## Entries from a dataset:
* * * * *

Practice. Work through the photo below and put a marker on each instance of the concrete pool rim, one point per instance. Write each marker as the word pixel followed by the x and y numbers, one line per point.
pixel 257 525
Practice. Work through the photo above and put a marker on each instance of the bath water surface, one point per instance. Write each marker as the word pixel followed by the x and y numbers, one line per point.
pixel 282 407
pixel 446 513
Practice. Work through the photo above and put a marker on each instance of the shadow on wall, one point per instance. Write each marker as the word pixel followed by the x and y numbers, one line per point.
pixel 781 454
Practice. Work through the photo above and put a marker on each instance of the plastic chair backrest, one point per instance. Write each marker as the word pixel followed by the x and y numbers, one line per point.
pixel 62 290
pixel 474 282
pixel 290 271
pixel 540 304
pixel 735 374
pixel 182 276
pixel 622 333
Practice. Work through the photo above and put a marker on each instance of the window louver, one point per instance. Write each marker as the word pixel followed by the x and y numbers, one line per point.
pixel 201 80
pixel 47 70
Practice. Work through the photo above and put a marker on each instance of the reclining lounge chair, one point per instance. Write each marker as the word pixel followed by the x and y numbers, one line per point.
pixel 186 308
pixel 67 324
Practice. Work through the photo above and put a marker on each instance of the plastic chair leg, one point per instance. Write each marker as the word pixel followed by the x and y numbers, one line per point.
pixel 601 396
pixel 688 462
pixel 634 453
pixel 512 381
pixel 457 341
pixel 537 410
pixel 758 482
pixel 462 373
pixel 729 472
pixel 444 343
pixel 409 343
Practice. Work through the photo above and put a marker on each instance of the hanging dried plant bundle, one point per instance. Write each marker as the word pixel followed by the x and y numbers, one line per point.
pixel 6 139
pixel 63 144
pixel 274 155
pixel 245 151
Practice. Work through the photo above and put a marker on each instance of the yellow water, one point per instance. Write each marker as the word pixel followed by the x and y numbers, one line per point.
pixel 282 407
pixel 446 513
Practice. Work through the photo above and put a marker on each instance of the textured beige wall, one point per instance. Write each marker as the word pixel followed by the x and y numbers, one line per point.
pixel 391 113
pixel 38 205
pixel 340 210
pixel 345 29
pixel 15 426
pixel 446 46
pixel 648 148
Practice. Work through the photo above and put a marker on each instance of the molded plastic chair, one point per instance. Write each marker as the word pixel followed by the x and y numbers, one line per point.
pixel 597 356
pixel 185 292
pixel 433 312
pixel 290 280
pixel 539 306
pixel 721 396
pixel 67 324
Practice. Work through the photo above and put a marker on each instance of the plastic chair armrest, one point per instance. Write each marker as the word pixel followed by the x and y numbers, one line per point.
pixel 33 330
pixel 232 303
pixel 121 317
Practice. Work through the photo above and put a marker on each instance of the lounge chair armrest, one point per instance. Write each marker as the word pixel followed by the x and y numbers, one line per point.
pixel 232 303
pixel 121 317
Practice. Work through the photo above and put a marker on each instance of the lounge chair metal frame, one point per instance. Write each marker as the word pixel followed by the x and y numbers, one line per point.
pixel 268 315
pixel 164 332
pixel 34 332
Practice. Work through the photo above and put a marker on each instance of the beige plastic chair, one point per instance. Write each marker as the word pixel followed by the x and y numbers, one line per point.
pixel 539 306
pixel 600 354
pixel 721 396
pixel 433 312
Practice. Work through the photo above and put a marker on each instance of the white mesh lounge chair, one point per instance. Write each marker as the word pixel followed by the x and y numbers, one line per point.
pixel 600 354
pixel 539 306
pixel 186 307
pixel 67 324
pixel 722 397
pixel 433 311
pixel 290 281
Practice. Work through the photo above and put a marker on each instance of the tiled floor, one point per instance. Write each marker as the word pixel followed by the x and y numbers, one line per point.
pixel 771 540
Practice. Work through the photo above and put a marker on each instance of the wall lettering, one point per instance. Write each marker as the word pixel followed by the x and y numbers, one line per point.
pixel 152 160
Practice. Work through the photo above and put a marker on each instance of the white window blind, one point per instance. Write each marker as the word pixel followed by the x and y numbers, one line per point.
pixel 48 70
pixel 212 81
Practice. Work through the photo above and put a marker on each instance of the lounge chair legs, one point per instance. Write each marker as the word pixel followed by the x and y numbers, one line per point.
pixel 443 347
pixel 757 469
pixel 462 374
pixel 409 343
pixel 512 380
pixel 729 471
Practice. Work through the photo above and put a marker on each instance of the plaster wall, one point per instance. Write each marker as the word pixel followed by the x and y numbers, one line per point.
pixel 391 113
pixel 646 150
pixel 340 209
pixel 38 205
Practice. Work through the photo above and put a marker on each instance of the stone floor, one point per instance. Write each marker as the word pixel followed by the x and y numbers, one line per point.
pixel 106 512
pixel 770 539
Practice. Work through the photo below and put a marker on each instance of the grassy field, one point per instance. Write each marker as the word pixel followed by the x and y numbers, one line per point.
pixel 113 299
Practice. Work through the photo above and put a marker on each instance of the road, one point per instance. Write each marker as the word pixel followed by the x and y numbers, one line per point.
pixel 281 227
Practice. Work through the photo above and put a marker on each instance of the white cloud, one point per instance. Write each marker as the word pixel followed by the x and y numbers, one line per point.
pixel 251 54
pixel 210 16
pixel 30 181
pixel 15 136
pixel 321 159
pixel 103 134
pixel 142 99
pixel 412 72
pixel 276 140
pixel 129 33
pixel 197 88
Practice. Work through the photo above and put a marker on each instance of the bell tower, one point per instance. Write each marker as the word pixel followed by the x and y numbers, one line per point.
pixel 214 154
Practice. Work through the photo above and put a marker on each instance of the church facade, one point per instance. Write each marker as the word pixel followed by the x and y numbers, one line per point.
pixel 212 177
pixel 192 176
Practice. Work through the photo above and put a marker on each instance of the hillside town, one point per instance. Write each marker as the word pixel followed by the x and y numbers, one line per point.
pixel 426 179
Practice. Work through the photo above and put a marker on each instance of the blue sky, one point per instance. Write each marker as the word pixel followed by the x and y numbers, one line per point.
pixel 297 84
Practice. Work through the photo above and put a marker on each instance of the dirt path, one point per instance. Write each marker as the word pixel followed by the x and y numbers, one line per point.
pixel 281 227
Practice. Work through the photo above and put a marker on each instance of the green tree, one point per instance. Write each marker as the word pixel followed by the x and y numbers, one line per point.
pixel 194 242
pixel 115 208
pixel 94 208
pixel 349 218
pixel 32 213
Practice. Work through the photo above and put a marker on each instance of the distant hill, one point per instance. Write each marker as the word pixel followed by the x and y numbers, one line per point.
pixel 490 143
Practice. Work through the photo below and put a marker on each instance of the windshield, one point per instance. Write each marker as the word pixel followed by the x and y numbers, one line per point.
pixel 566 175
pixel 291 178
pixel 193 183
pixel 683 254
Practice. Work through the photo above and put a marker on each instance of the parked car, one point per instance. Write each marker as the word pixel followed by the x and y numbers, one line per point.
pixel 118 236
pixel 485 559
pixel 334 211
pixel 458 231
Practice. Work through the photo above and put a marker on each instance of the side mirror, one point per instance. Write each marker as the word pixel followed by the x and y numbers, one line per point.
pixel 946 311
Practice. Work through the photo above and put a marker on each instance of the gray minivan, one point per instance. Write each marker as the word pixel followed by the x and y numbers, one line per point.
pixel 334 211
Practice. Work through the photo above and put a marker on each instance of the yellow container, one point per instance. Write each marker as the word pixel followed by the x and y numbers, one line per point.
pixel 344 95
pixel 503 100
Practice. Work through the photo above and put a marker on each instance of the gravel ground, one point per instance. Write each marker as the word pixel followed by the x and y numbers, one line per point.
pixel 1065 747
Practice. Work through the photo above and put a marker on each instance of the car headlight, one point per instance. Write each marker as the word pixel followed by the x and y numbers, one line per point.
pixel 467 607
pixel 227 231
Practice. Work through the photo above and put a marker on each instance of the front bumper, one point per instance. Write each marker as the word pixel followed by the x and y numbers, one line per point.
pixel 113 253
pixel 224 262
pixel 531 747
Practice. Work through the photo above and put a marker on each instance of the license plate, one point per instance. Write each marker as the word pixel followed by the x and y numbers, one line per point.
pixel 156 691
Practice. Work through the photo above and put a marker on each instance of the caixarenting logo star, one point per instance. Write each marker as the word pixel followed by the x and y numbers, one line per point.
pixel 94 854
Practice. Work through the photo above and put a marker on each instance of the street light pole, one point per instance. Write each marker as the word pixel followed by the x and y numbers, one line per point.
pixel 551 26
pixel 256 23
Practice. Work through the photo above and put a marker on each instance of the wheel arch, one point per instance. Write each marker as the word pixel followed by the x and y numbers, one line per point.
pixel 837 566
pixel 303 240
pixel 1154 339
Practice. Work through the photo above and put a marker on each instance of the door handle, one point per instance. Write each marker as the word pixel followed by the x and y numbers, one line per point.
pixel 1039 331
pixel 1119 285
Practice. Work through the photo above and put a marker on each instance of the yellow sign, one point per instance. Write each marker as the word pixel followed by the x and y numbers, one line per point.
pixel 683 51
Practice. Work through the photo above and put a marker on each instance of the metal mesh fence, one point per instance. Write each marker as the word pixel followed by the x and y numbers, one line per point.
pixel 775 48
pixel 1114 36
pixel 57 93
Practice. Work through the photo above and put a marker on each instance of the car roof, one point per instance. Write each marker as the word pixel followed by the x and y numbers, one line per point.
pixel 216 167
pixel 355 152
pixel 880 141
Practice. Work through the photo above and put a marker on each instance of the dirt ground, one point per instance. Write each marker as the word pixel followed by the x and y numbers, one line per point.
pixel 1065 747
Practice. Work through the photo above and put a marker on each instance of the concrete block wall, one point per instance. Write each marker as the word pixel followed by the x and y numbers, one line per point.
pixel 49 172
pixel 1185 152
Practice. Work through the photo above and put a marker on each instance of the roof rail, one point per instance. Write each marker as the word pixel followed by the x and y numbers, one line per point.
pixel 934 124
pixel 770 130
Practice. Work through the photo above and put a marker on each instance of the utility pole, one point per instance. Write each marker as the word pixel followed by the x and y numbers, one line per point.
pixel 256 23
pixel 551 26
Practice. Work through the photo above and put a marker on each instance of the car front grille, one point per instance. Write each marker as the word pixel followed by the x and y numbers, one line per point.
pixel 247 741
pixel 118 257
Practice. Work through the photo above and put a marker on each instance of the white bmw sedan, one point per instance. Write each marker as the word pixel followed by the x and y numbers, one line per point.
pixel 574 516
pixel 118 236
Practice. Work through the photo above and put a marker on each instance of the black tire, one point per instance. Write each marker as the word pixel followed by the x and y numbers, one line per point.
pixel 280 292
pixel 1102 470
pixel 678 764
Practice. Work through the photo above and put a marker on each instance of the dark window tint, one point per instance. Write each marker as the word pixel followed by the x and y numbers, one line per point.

* * * * *

## TASK TO CARRY OUT:
Copy out the records above verbatim, everything from the line containing "of the caixarenting" down to the line containing "pixel 94 854", both of those lines included.

## CORRECT RESULT:
Practice. Work through the photo above and put a marker on each instance of the caixarenting logo star, one point per instance. Write each marker as the word pixel followed by the x and y numbers, one line per point.
pixel 94 854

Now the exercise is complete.